### GIVEN DATA
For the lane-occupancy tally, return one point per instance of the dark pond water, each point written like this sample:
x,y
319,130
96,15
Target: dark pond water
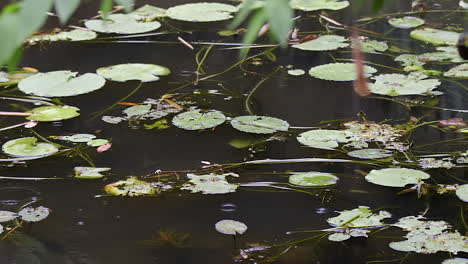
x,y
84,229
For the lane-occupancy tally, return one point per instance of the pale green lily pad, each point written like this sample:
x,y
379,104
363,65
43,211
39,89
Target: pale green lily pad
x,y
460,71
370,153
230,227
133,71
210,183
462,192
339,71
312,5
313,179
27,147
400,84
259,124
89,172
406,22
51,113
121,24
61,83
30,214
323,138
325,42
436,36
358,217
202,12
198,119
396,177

--

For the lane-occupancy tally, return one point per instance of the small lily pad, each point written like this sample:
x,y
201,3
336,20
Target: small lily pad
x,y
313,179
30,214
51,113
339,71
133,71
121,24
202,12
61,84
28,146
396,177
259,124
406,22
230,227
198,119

### WORK ITEM
Please report every line in the entries above that holds the string "tally".

### ANSWER AREA
For the lane-occupancy tally, return one point per instance of the dark pond water, each point written like this sample:
For the lane-occupancy tally, return one point per instance of the pale green lily pad, each point written like this sample:
For the lane-occupancy tally, return one point per instance of the small lily pad, each point written like this sample:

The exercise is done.